Starting at the line of the listing that contains "point: the man's" and ending with the listing's last line, write out every line again, including those without coordinates. Offset every x and y coordinate value by -128.

'''

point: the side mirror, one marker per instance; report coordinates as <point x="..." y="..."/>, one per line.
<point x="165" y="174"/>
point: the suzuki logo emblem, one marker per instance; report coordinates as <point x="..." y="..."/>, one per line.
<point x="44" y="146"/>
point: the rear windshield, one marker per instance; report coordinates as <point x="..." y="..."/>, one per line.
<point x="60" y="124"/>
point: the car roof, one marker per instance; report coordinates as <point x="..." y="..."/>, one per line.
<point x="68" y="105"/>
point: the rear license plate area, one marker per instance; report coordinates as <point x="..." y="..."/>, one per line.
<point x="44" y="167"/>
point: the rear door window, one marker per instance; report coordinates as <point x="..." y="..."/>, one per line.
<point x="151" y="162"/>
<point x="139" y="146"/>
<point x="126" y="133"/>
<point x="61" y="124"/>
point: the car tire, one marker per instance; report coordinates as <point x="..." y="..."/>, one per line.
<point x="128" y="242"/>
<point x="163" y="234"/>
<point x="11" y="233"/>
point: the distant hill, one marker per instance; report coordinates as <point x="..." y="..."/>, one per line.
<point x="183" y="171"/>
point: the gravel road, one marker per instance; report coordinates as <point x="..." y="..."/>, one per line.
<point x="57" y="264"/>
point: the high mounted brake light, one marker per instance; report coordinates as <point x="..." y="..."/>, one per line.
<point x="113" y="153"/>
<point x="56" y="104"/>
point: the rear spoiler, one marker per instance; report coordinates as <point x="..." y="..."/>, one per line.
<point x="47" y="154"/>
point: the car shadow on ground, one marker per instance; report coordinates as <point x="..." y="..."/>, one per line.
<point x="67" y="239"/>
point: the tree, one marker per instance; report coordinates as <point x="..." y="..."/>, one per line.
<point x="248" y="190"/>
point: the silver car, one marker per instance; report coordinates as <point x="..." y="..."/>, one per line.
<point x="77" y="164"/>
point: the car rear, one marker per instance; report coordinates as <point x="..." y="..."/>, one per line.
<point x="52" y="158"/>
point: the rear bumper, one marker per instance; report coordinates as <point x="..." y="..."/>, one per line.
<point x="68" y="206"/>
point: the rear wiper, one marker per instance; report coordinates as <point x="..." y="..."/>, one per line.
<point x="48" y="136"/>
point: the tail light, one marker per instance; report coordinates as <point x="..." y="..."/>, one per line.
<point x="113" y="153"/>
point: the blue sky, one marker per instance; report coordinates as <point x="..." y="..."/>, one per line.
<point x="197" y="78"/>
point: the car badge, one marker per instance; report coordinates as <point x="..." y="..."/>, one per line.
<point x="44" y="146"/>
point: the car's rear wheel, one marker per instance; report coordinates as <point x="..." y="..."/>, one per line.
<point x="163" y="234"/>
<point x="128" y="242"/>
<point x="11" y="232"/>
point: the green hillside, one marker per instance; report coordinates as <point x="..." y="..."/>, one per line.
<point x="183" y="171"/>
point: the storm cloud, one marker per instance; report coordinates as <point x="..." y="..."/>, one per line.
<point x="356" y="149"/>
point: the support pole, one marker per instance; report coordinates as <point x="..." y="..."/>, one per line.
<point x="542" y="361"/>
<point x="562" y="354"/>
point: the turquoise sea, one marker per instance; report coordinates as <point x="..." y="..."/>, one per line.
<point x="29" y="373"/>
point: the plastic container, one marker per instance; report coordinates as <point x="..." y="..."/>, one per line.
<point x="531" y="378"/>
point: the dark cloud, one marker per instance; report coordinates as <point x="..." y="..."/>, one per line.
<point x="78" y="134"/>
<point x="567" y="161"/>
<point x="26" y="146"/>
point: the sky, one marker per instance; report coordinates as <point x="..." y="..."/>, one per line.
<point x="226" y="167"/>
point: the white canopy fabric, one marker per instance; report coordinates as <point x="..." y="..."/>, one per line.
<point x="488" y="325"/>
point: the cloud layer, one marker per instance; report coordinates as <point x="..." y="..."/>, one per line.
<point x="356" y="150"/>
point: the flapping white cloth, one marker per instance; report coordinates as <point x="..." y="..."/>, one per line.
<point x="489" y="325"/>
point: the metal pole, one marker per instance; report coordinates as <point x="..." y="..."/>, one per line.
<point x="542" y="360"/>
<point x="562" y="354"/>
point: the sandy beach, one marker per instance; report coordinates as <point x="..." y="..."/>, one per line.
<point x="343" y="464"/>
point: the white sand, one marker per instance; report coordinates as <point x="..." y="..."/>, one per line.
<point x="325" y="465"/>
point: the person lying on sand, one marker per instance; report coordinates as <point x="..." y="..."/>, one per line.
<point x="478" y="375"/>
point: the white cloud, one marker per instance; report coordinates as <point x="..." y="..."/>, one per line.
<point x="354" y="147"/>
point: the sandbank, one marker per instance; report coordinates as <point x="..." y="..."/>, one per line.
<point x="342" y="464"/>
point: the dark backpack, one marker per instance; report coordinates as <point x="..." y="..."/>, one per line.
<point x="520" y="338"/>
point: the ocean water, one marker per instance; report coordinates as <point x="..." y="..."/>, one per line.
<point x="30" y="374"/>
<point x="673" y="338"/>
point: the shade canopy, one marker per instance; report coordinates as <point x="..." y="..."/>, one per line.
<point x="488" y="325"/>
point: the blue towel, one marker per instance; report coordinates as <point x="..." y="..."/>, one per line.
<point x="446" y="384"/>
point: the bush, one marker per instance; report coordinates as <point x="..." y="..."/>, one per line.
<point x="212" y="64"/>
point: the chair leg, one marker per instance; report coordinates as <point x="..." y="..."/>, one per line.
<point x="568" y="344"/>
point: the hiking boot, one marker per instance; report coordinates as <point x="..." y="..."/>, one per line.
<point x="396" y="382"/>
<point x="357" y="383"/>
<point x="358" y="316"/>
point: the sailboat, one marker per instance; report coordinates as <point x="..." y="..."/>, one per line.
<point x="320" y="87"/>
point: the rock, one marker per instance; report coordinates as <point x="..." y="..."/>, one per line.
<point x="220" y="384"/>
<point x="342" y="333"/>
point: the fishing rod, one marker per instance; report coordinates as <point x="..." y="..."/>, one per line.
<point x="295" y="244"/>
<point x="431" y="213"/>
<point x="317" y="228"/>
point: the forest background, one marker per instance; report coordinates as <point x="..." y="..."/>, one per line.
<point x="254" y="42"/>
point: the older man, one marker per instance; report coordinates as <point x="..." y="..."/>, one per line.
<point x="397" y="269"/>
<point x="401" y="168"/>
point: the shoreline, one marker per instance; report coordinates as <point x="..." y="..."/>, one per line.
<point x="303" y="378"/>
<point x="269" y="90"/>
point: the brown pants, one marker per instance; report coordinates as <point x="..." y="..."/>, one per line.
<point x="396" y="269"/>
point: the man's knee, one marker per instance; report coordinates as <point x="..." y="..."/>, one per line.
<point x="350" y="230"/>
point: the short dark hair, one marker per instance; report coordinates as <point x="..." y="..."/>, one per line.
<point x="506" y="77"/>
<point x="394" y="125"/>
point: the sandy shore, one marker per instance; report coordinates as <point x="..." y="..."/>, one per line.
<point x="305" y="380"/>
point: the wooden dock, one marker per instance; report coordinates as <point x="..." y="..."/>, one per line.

'''

## Answer to this problem
point: the man's knee, one marker per instance; report coordinates as <point x="..." y="..."/>, one per line.
<point x="222" y="102"/>
point: the short dark hair, one marker per instance; report coordinates as <point x="..." y="..."/>, one per line.
<point x="378" y="-51"/>
<point x="266" y="-3"/>
point: the sandy shore, one marker per instance; report coordinates as <point x="..." y="..."/>, one per line.
<point x="177" y="252"/>
point: the wooden dock, one marker per instance; report coordinates as <point x="..." y="..."/>, one per line.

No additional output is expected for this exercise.